TEXTE EXTRAIT |

Adhérent de deux Cuma, Laurent Séjourné a toujours travaillé avec le moins de matériel possible en propriété. Grâce à un système basé sur le pâturage, il gère une ferme résiliente aux divers aléas, avec des faibles coûts de mécanisation.

À l’EARL des Chênes, la liste des matériels en propriété est rapide à établir : un tracteur John Deere 6110 M avec un chargeur frontal de 2023, un tracteur Lamborghini datant de 2006 attelé devant le rabot, une pailleuse de 2008, une faneuse de 2022 et un enrouleur d’irrigation acheté en 2019. « Pour tout le reste, je passe principalement par les deux Cuma avec qui je travaille depuis désormais trente ans, explique Laurent Séjourné, éleveur à Saint-Viaud, en Loire-Atlantique. L’exploitation a toujours fonctionné ainsi, mes parents ayant participé à leur époque à la création des Cuma sur le secteur. Je dispose ainsi d’une offre très complète, avec des matériels et des technologies que je ne pourrais pas m’offrir à titre individuel. De plus, je n’ai jamais été très attiré par les machines. Je préfère consacrer mon temps à gérer le troupeau que de faire de la mécanique ou de passer des heures au volant. »

Désileuse automotrice pour huit fermes

L’exploitant adhère à la Cuma Du Littoral, basée à Saint-Père-en-Retz. Cette coopérative, qui dispose d’un bâtiment et de quatre salariés, réalise un chiffre d’affaires annuel de l’ordre d’un million d’euros, avec une trentaine d’agriculteurs actifs. Elle propose tous les travaux de récolte avec chauffeur, ainsi que du labour et de l’épandage de lisier. La Cuma possède aussi une automotrice de désilage qui passe quotidiennement chez Laurent Séjourné pour nourrir le troupeau. La tournée concerne huit fermes laitières, réparties sur trois communes avec une distance totale de 55 km. Ce groupe, constitué en 2011, utilise actuellement sa troisième machine : une RMH, modèle Vulcan 16 Gold de 16 m3 de capacité.

Indispensable valet de ferme : ce tracteur John Derre 6110 M avec chargeur frontal fait partie des rares équipements que l’éleveur possède sur l’exploitation. (© Denis Lehé)

« De mon côté, je dois préparer le silo et tout organiser sur l’exploitation pour que le chauffeur réalise la prestation en un minimum de temps, explique Laurent Séjourné. Il vient six jours sur sept et distribue une double ration le samedi afin de nourrir les animaux tout le week-end. Je dépose les concentrés au préalable directement sur le silo pour qu’il charge tout en même temps. J’ai une ration simple, destinée uniquement aux laitières, car, pour les génisses et les bœufs, je distribue de l’enrubannage et du foin. En principe, la machine ne reste sur la ferme que six à sept minutes. Pour la facturation, le montant des charges fixes est réparti entre chaque exploitant en fonction du volume de lait produit sur l’année. Les charges de fonctionnement, comme la main-d’œuvre, le carburant et l’entretien, sont refacturées au prorata du temps passé. Sur le plan économique, cela me coûte seulement 11 € pour 1 000 l de lait produit. C’est un prix imbattable que je ne pourrais jamais atteindre avec mon propre matériel. Ce coût très bas s’explique aussi par le fait que je referme le silo environ trois mois par an quand les vaches passent tout leur temps aux prés. Pendant cette période, je ne paie donc que l’amortissement de la machine. Chez mes collègues, où l’automotrice fonctionne tous les jours de l’année, le tarif est de l’ordre de 14 à 15 €/1 000 l, ce qui reste très avantageux. » En comparaison, les études montrent souvent que, chez les éleveurs équipés individuellement, le coût de la distribution se situe rarement en dessous de 20 à 25 €/1 000 l.

CONSIGNE 1 |
Répondez à ces questions d'après l'extrait :
(a) Combien de salariés compte la Cuma Du Littoral ?
(b) Quelle est la capacité de la désileuse RMH Vulcan 16 Gold ?
(c) Combien la distribution coûte-t-elle à Laurent Séjourné pour 1 000 l de lait produit ?

(Extrait du jeu de données)
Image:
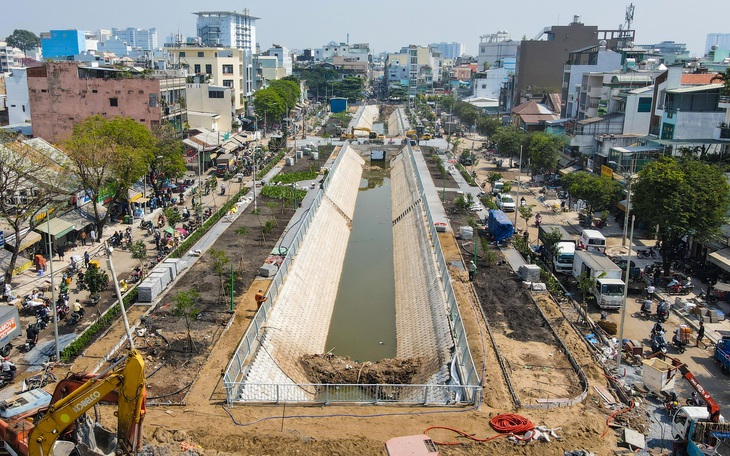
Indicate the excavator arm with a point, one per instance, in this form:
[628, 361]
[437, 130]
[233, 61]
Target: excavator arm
[129, 385]
[712, 407]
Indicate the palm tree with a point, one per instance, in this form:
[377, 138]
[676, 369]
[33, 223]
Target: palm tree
[725, 79]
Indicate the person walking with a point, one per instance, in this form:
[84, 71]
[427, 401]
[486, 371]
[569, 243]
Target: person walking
[8, 368]
[701, 334]
[472, 270]
[260, 299]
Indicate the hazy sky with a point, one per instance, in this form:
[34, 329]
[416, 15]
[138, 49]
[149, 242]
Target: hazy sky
[386, 25]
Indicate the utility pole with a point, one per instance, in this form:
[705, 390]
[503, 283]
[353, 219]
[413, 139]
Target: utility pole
[519, 172]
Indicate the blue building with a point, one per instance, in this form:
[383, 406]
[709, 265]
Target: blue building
[59, 44]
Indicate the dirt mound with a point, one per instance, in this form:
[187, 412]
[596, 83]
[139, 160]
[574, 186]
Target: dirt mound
[329, 368]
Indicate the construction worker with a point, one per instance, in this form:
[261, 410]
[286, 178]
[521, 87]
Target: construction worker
[260, 299]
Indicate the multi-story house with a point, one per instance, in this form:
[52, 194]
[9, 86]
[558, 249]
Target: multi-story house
[229, 29]
[144, 39]
[65, 93]
[540, 61]
[220, 66]
[494, 49]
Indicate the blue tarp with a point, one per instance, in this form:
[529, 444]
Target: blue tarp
[500, 225]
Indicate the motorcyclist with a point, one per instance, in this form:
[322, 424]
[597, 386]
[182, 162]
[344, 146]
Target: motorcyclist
[657, 329]
[646, 306]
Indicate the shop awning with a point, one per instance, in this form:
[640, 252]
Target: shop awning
[76, 218]
[29, 239]
[570, 169]
[55, 227]
[622, 205]
[721, 258]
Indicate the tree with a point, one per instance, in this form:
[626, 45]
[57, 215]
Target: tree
[682, 198]
[186, 306]
[173, 216]
[108, 157]
[526, 213]
[599, 193]
[97, 280]
[725, 79]
[168, 159]
[269, 104]
[23, 40]
[543, 150]
[509, 139]
[219, 267]
[32, 186]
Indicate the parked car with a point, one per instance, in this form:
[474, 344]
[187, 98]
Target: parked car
[506, 203]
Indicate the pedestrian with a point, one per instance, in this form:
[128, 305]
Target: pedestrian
[701, 334]
[260, 299]
[8, 368]
[472, 270]
[650, 291]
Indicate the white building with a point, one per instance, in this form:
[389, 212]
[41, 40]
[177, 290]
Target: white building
[495, 48]
[597, 60]
[283, 57]
[17, 96]
[721, 40]
[209, 107]
[145, 39]
[451, 50]
[227, 29]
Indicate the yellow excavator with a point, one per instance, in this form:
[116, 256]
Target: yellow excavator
[122, 383]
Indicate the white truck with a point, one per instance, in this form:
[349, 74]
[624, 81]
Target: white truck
[562, 253]
[609, 289]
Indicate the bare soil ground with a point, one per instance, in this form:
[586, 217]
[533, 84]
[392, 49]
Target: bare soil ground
[196, 421]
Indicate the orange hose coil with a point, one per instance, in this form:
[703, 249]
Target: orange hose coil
[506, 424]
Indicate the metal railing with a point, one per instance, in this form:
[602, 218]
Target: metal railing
[469, 392]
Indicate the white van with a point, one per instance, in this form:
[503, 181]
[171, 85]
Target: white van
[592, 240]
[497, 188]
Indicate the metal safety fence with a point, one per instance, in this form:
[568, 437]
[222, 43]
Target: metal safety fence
[469, 391]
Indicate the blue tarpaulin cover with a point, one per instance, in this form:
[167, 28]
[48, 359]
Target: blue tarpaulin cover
[500, 225]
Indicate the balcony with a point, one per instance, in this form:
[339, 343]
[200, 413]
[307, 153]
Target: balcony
[722, 132]
[724, 102]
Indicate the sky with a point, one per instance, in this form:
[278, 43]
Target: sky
[386, 25]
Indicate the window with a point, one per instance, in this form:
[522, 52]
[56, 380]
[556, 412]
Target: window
[644, 104]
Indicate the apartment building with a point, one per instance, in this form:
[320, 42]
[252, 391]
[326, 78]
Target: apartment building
[64, 93]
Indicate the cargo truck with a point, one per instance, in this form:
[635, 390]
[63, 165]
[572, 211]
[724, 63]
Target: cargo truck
[609, 289]
[560, 254]
[9, 328]
[224, 164]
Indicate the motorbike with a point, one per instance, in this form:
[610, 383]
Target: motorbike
[679, 288]
[5, 379]
[695, 400]
[76, 317]
[679, 345]
[648, 253]
[658, 344]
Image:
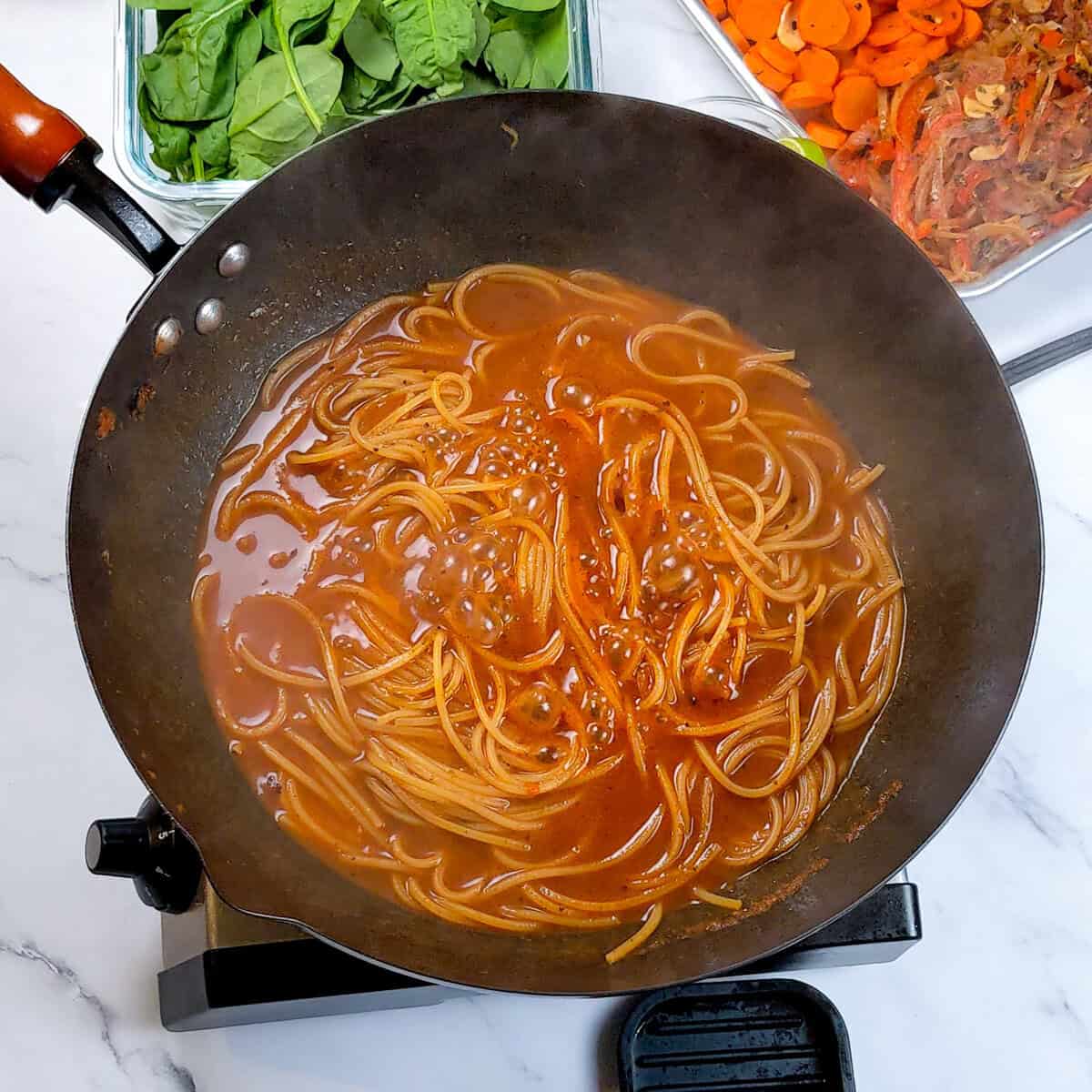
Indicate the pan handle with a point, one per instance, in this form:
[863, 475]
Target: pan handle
[47, 157]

CONSIGNE 2 | Rassemblez toutes les lignes du listing qui contiennent le mot « worker ».

RÉPONSE RÉDIGÉE 1 |
(a) Quatre salariés.
(b) 16 m3.
(c) 11 €.

RÉPONSE RÉDIGÉE 2 |
Indicate the construction worker with a point, one per instance, in this form:
Target: construction worker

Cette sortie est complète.